> Direction
Repeat the listing in full, exactly as it stands.

[Entries taken from a collection]

◇ ◇ ◇ ◇

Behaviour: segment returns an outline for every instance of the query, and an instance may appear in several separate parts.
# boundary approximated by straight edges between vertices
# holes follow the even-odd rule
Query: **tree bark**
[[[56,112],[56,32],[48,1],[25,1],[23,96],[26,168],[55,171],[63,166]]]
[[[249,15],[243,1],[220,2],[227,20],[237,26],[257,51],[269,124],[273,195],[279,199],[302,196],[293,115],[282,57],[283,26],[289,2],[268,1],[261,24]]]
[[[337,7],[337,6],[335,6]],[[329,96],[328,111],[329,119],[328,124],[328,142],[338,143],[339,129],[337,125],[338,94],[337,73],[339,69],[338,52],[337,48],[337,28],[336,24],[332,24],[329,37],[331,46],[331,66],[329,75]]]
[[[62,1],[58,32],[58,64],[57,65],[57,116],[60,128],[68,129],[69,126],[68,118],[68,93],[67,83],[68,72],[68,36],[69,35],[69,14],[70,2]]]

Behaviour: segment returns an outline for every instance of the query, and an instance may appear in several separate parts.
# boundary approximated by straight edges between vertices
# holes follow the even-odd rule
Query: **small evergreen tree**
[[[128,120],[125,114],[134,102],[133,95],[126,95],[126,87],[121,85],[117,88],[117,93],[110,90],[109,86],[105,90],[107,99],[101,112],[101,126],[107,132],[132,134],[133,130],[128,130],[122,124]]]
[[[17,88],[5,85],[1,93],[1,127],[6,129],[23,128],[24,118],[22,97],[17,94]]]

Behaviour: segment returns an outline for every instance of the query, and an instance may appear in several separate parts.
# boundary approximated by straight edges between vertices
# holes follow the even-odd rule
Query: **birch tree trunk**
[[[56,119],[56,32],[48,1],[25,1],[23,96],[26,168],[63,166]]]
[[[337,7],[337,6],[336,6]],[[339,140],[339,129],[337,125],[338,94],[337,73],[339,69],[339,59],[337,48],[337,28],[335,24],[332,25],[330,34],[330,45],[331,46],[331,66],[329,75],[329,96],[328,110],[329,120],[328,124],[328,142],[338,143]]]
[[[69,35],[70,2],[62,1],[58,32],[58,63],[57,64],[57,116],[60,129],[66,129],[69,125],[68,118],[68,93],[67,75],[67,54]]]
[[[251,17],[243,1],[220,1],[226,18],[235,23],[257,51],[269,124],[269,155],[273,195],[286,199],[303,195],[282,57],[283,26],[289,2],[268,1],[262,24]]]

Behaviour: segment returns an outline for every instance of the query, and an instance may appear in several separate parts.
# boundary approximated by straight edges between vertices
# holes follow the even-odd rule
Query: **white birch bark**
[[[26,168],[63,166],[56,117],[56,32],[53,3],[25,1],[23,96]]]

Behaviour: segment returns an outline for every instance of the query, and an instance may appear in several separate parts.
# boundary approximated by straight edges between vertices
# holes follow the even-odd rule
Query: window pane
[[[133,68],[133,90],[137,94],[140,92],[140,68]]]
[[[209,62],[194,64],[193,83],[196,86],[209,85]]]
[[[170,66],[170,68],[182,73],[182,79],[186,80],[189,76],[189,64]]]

◇ ◇ ◇ ◇

> Completed exercise
Behaviour: segment returns an outline for every instance of the query, and an instance may appear in several separate parts.
# boundary approximated by straight edges between vertices
# holes follow the even-odd rule
Query: **tree bark**
[[[56,112],[56,32],[48,1],[25,1],[23,96],[26,168],[55,171],[63,166]]]
[[[249,15],[243,1],[220,2],[227,20],[237,26],[257,51],[269,124],[273,195],[279,199],[302,196],[293,115],[282,57],[283,26],[289,2],[268,1],[261,24]]]
[[[337,7],[337,6],[335,6]],[[329,96],[328,111],[329,119],[328,124],[328,142],[338,143],[339,129],[337,125],[338,94],[337,73],[339,69],[338,52],[337,48],[337,28],[336,24],[332,24],[329,37],[331,46],[331,66],[329,75]]]
[[[62,1],[58,32],[58,64],[57,65],[57,116],[60,128],[68,129],[69,126],[68,118],[68,93],[67,83],[68,72],[68,36],[69,35],[69,14],[70,2]]]

Behaviour: segment returns an outline for every instance of the query, and an instance may appear in several separate parts.
# boundary approximated by straight edges between vertices
# holes follow the even-odd rule
Query: **small evergreen tree**
[[[128,120],[125,114],[134,102],[133,95],[126,95],[126,87],[121,85],[117,88],[117,93],[110,90],[109,86],[105,90],[107,99],[101,112],[101,126],[107,132],[132,134],[133,130],[128,130],[122,124]]]
[[[17,88],[5,85],[1,93],[1,127],[6,129],[23,128],[24,118],[22,97],[17,94]]]

Behaviour: segment returns an outline for every instance of the query, and an instance may appear in several separate parts.
# boundary approximated by straight edges between vertices
# holes follow the even-odd rule
Query: **birch tree trunk**
[[[56,119],[56,32],[48,1],[25,1],[23,96],[26,168],[63,166]]]
[[[337,7],[337,6],[336,6]],[[339,140],[339,129],[337,125],[338,94],[337,73],[339,69],[339,59],[337,48],[337,28],[335,24],[332,25],[330,34],[330,45],[331,46],[331,66],[329,75],[329,96],[328,110],[329,120],[328,124],[328,142],[338,143]]]
[[[69,35],[70,2],[62,1],[58,32],[58,63],[57,64],[57,116],[60,129],[66,129],[69,125],[68,118],[68,93],[67,75],[67,54]]]
[[[251,17],[243,1],[220,1],[226,18],[235,23],[257,51],[269,124],[269,155],[273,195],[286,199],[303,195],[282,57],[283,26],[289,2],[268,1],[262,24]]]

Behaviour: segment returns an outline for every instance of the query, and an instance may appear in several separate parts.
# boundary approximated by straight edges between vertices
# holes follow the even-odd rule
Query: **white birch bark**
[[[26,168],[63,166],[56,117],[56,32],[53,3],[25,1],[23,96]]]

Behaviour: segment returns an outline for every instance of the query, and an instance may appear in several separate parts.
# boundary approximated by straight edges between vertices
# holes follow the even-odd rule
Query: window pane
[[[133,68],[133,90],[137,94],[140,92],[140,68]]]
[[[209,62],[194,64],[193,83],[196,86],[209,85]]]
[[[170,66],[170,68],[182,73],[182,79],[186,80],[189,76],[189,64]]]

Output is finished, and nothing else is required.